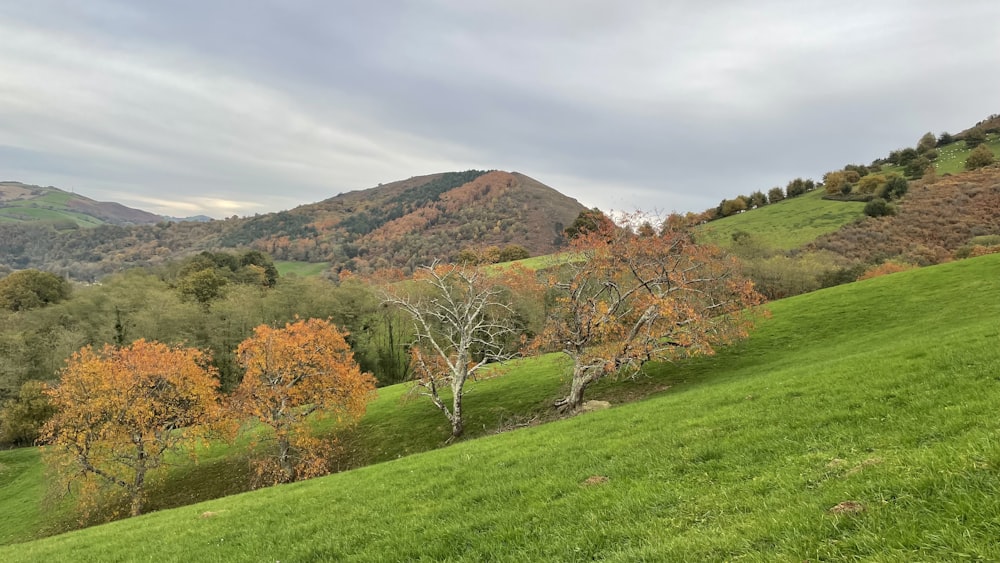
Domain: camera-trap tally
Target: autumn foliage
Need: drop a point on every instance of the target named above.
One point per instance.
(631, 299)
(292, 372)
(120, 410)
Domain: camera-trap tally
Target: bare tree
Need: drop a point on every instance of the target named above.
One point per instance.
(461, 319)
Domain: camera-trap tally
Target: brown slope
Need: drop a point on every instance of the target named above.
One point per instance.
(57, 200)
(415, 221)
(932, 223)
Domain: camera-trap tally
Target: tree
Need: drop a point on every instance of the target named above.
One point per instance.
(917, 167)
(30, 289)
(975, 137)
(120, 410)
(292, 372)
(979, 157)
(589, 220)
(878, 207)
(796, 187)
(203, 286)
(629, 300)
(461, 321)
(926, 143)
(896, 186)
(733, 206)
(907, 156)
(22, 418)
(513, 252)
(833, 182)
(758, 199)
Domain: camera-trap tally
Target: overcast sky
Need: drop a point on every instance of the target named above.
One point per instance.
(226, 107)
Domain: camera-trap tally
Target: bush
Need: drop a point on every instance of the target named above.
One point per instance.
(878, 207)
(885, 268)
(23, 417)
(979, 157)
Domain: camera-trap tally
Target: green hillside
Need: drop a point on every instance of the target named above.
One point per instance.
(951, 157)
(859, 422)
(26, 203)
(786, 224)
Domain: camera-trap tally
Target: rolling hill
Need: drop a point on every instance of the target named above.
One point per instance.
(397, 225)
(837, 432)
(64, 210)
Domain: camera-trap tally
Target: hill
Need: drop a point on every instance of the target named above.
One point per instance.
(64, 210)
(837, 432)
(931, 225)
(787, 224)
(396, 225)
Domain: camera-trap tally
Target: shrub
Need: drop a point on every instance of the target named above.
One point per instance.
(979, 157)
(878, 207)
(885, 268)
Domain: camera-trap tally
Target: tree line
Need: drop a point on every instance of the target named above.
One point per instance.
(152, 367)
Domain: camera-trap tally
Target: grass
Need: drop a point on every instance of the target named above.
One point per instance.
(301, 269)
(788, 224)
(15, 212)
(951, 157)
(877, 397)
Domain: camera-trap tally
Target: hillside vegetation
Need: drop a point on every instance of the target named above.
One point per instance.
(397, 225)
(24, 203)
(838, 431)
(787, 224)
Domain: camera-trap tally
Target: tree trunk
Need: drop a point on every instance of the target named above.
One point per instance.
(135, 491)
(457, 424)
(284, 458)
(581, 380)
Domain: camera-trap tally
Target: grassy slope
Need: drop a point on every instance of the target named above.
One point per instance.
(951, 158)
(881, 392)
(302, 269)
(787, 224)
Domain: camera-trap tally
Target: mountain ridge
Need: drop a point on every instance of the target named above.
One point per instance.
(401, 224)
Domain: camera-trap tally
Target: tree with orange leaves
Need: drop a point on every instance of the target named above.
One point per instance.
(120, 410)
(292, 372)
(631, 299)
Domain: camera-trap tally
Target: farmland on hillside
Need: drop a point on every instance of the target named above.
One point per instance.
(808, 441)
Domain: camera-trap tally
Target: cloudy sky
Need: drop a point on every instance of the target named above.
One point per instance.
(229, 107)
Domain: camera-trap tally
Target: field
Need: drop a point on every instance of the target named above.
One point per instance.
(301, 269)
(951, 157)
(859, 422)
(787, 224)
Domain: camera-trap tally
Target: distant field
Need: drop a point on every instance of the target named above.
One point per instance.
(16, 211)
(301, 269)
(843, 430)
(951, 158)
(787, 224)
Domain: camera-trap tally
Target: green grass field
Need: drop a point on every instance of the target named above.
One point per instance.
(787, 224)
(857, 423)
(951, 157)
(301, 269)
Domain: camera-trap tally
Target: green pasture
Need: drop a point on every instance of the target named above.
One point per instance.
(857, 423)
(787, 224)
(301, 269)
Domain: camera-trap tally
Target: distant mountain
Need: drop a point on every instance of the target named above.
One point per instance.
(64, 210)
(402, 224)
(192, 219)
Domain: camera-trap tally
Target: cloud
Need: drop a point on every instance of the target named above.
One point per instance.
(235, 108)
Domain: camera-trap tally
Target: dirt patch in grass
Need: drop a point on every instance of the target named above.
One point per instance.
(848, 507)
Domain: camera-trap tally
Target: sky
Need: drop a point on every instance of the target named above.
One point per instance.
(226, 107)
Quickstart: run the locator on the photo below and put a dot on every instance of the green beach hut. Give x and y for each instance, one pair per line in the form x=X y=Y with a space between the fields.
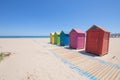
x=52 y=38
x=57 y=38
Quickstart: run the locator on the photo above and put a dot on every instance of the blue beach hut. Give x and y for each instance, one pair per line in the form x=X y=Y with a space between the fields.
x=64 y=38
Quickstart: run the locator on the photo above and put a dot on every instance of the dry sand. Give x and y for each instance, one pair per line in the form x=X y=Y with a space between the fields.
x=31 y=60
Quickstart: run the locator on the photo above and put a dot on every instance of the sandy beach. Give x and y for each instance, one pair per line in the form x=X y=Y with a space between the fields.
x=33 y=59
x=30 y=60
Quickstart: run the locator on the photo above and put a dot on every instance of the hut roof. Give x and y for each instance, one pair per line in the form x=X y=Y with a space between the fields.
x=58 y=33
x=99 y=27
x=66 y=32
x=52 y=33
x=78 y=30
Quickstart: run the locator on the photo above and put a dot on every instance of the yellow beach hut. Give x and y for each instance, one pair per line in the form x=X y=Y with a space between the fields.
x=52 y=38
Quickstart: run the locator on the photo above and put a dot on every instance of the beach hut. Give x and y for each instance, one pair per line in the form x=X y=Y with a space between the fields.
x=64 y=38
x=52 y=38
x=77 y=39
x=97 y=40
x=57 y=38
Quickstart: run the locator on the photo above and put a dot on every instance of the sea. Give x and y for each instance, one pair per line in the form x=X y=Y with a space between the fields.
x=24 y=36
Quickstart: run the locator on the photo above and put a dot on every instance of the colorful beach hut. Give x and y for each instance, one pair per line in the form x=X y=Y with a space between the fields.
x=64 y=38
x=57 y=38
x=77 y=39
x=97 y=40
x=52 y=38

> [Task to carry out] Return each line of the material above that holds the string "mountain".

> [Result for this task]
Target: mountain ridge
Target: distant mountain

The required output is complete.